-- Opgaven --
• A. Neem uit het vonnis woordelijk het gedeelte over dat begint bij "Uiteindelijk heeft de" en eindigt bij "met wettelijke rente.".
• B. Vervolg het vonnis na de laatste regel die wordt weergegeven.
═════ Verstrekte tekst ═════
Uiteindelijk heeft de rechtbank de vorderingen van de eiser afgewezen en hem veroordeeld in de proceskosten. De rechtbank benadrukte dat het recht op toegang tot de rechter niet mag leiden tot misbruik van procesrecht, maar dat de vordering van de eiser niet evident ongegrond was. De kosten aan de zijde van de gedaagden werden begroot op € 1.782, inclusief griffierecht en salaris advocaat, en de eiser werd veroordeeld tot betaling van deze kosten, vermeerderd met wettelijke rente.

Uitspraak

vonnis

RECHTBANK AMSTERDAM

Afdeling privaatrecht
zaaknummer / rolnummer: C/13/692168 / HA ZA 20-1091
Vonnis van 16 juni 2021
in de zaak van
[eiser],
wonende te [woonplaats] ,
eiser,
advocaat mr. C.P. B . Kroep te Enschede,
tegen
1. de coöperatie
COÖPERATIEVE RABOBANK U.A.,
gevestigd te Amsterdam,
2. de besloten vennootschap met beperkte aansprakelijkheid
RABO GROEN BANK B .V.,
gevestigd te Utrecht,
gedaagden,
advocaat mr. R.M. Vermaire te Utrecht.
Partijen zullen hierna [eiser] en Rabobank c.s. worden genoemd.

1.De procedure

1.1.
═════ Verstrekte gegevens ═════
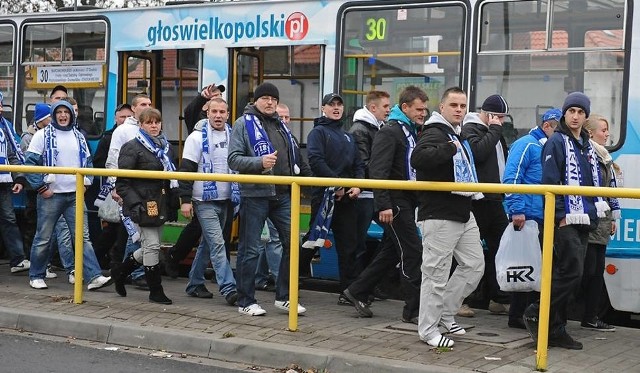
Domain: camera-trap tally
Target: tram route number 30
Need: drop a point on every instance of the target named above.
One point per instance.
(375, 29)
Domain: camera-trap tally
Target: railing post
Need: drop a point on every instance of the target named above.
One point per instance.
(294, 256)
(79, 238)
(545, 290)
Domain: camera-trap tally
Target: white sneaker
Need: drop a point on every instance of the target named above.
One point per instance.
(99, 282)
(252, 310)
(50, 274)
(72, 277)
(38, 284)
(284, 305)
(22, 266)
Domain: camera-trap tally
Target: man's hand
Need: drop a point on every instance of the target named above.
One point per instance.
(269, 160)
(17, 188)
(353, 193)
(518, 221)
(386, 216)
(187, 210)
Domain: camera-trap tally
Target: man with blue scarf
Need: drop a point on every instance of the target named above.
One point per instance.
(60, 144)
(390, 160)
(261, 144)
(445, 219)
(205, 151)
(10, 153)
(568, 159)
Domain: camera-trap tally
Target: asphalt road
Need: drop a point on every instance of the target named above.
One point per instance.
(30, 353)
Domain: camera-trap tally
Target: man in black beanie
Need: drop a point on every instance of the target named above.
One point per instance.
(262, 144)
(568, 159)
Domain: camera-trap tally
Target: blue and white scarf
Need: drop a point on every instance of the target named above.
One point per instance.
(464, 169)
(261, 144)
(11, 134)
(209, 188)
(574, 205)
(160, 151)
(50, 154)
(409, 129)
(322, 221)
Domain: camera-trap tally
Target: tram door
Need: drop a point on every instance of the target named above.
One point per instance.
(169, 78)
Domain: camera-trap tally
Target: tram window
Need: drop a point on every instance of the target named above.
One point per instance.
(390, 47)
(535, 59)
(71, 54)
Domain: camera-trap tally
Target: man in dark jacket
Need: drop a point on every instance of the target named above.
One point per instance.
(390, 156)
(333, 154)
(483, 131)
(446, 221)
(366, 123)
(568, 159)
(261, 144)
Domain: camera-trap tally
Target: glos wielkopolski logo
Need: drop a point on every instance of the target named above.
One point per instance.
(293, 27)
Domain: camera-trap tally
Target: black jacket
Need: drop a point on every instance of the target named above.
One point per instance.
(433, 160)
(388, 162)
(483, 140)
(139, 195)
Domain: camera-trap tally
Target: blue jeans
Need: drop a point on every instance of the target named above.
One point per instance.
(212, 216)
(65, 245)
(8, 227)
(49, 212)
(270, 255)
(254, 211)
(130, 248)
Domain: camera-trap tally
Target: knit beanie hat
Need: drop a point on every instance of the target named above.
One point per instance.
(266, 89)
(577, 99)
(495, 104)
(42, 112)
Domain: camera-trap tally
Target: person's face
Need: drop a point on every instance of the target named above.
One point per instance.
(283, 113)
(549, 127)
(122, 115)
(334, 109)
(575, 118)
(152, 127)
(218, 115)
(380, 108)
(601, 134)
(416, 111)
(57, 96)
(63, 116)
(266, 105)
(454, 108)
(142, 104)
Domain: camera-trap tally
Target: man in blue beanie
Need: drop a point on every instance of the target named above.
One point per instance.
(568, 159)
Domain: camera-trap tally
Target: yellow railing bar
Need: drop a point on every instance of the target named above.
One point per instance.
(549, 192)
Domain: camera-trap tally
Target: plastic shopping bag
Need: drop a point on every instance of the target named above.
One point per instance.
(519, 259)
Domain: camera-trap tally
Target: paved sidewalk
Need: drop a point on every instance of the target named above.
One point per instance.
(329, 337)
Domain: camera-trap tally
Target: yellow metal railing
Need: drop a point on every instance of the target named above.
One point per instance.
(549, 192)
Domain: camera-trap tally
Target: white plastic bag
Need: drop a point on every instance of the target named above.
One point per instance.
(519, 259)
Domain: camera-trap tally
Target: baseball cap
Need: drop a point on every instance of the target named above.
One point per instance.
(330, 97)
(552, 114)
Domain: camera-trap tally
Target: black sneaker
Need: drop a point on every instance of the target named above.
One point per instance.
(599, 325)
(530, 319)
(361, 307)
(344, 301)
(201, 291)
(564, 340)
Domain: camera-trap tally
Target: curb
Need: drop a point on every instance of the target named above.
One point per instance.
(234, 349)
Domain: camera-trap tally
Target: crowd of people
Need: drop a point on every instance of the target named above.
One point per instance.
(432, 239)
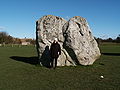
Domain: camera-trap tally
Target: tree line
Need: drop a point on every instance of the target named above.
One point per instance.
(5, 38)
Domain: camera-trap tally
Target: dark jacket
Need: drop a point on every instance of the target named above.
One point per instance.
(54, 49)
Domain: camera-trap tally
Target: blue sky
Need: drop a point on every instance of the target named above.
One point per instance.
(18, 17)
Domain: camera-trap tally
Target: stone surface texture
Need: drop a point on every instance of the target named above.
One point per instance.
(74, 36)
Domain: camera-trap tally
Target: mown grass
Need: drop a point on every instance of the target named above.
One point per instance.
(27, 75)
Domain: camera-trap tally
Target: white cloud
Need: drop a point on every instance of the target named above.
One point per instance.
(2, 28)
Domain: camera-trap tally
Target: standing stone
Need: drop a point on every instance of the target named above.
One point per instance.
(47, 28)
(74, 36)
(79, 41)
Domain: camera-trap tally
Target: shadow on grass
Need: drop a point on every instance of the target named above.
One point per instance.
(30, 60)
(111, 54)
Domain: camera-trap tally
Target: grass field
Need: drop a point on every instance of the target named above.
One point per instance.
(19, 71)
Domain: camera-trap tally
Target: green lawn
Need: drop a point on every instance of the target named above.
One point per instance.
(18, 71)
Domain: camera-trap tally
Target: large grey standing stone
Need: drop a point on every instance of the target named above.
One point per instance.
(47, 28)
(75, 38)
(79, 41)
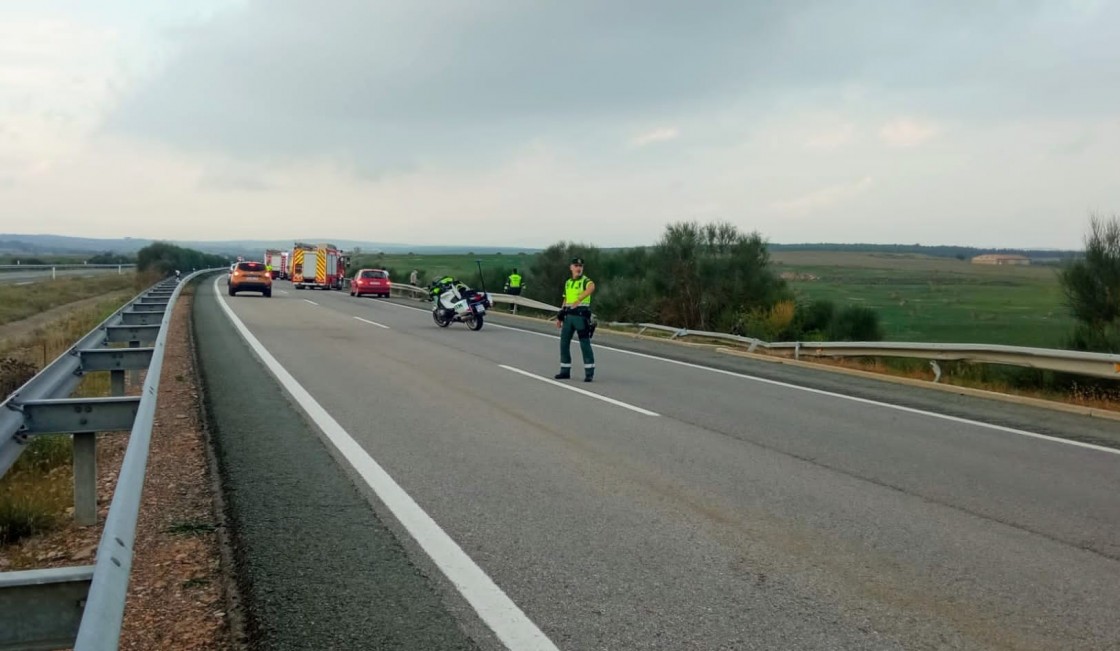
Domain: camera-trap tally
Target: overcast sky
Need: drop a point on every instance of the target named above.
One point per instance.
═════
-- Gegeven antwoorden --
• A.
Uiteindelijk heeft de rechtbank de vorderingen van de eiser afgewezen en hem veroordeeld in de proceskosten. De rechtbank benadrukte dat het recht op toegang tot de rechter niet mag leiden tot misbruik van procesrecht, maar dat de vordering van de eiser niet evident ongegrond was. De kosten aan de zijde van de gedaagden werden begroot op € 1.782, inclusief griffierecht en salaris advocaat, en de eiser werd veroordeeld tot betaling van deze kosten, vermeerderd met wettelijke rente.

• B.
Het verloop van de procedure blijkt uit:
  • de dagvaarding van 19 oktober 2020, met producties,
  • de conclusie van antwoord, met producties,
  • het tussenvonnis van 10 maart 2021,
  • het proces-verbaal van mondelinge behandeling van 29 april 2021, met de daarin genoemde stukken,
  • de brief van Rabobank c.s. van 25 mei 2021 met opmerkingen op het proces-verbaal,
  • de e-mail van [eiser] van 27 mei 2021 met opmerkingen op het proces-verbaal.
1.2.
Ten slotte is vonnis bepaald.

2.De feiten

2.1.
Bij notariële akte van 21 november 2001 (hierna: de hypotheekakte) hebben de ouders van [eiser] een recht van (eerste) hypotheek verstrekt aan (de rechtsvoorgangers van) Rabobank c.s., op de aan hen in eigendom toebehorende boerderij, bestaande uit een woonhuis, diverse bijgebouwen, erf en weilanden, staande en gelegen aan de [adres] (hierna: de boerderij). De hypotheekakte houdt, voor zover van belang, het volgende in:
‘De comparanten onder A genoemd verklaarden dat vermelde hypotheek is verleend (…)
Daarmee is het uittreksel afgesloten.